* TRECHO *
§ §

30/05/2019
Um importante ponto a ser observado atualmente, e o texto é bem explicativo o que ajuda na compreensão tanto do processo analítico, como de escolha de analista.
LUGAR DE ESCUTA E LUGAR DE FALA
Supor que analista deva ser mulher para atender mulheres é confundir lugar de escuta com o de fala
Um paciente quer saber, como condição para começar sua análise, três coisas: se acredito em Deus, se já tive depressão e se tenho filhos. Gênero e idade ele pôde deduzir sozinho. Outro me pergunta se já fui abandonada, fiz ab**to ou sou lé***ca.
O que essas pessoas podem estar buscando quando fazem tais perguntas? Entre outras questões, a garantia de que serão entendidas. De que poderei de fato compreender suas motivações e sofrimento. A lógica é de que se você viveu algo que eu vivi (divórcio, migração, doença degenerativa…), deve ter experimentado a mesma coisa que eu e, portanto, me compreenderá.

§ §

[Dados de localização de pontos em imagens]
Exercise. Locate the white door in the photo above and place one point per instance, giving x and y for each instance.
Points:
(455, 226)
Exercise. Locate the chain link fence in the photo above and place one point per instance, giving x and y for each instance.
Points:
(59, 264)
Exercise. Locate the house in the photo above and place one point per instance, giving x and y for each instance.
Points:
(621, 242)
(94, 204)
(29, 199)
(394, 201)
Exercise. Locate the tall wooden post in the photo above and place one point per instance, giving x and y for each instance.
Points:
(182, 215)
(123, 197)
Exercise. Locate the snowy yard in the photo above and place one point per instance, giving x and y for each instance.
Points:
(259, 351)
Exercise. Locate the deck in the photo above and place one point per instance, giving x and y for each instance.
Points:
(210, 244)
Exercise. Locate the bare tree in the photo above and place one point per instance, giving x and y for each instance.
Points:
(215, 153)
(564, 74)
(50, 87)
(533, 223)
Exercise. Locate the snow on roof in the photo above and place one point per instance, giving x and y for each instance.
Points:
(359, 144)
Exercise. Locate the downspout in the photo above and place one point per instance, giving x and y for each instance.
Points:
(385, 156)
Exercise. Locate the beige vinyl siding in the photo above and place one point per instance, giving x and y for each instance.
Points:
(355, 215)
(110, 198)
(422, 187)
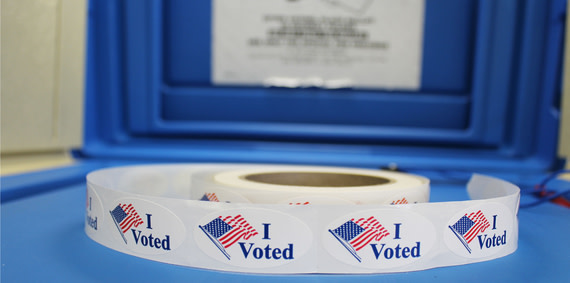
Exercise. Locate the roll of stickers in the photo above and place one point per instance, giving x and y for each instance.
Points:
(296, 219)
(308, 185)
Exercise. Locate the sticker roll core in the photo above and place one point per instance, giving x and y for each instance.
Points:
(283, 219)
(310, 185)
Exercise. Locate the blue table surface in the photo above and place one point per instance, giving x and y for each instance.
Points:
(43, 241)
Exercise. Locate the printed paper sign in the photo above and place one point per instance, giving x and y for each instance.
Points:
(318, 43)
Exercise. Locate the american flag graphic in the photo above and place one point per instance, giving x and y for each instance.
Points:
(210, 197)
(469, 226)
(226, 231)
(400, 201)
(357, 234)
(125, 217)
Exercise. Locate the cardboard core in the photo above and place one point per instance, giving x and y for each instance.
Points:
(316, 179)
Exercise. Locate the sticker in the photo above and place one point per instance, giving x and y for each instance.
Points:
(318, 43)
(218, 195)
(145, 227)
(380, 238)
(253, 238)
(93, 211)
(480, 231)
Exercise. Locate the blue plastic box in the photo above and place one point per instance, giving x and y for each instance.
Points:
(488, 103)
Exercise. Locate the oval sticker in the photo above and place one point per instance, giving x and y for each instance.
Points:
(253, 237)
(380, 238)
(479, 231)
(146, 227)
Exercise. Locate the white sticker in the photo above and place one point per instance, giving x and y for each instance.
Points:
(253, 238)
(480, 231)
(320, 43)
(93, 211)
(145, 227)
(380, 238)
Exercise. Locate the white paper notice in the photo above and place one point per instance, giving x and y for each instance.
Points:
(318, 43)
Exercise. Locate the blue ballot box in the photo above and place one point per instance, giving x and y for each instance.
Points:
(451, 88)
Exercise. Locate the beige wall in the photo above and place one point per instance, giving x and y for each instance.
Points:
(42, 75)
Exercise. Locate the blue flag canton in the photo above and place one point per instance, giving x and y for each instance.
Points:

§ §

* SEU OBJETIVO *
Reescreva todo o trecho do texto sobre lugar de escuta e lugar de fala, desde "O que essas" até "portanto, me compreenderá.", substituindo "sofrimento" por "angústia".

* RESPOSTA AO PROBLEMA *
O que essas pessoas podem estar buscando quando fazem tais perguntas? Entre outras questões, a garantia de que serão entendidas. De que poderei de fato compreender suas motivações e angústia. A lógica é de que se você viveu algo que eu vivi (divórcio, migração, doença degenerativa…), deve ter experimentado a mesma coisa que eu e, portanto, me compreenderá.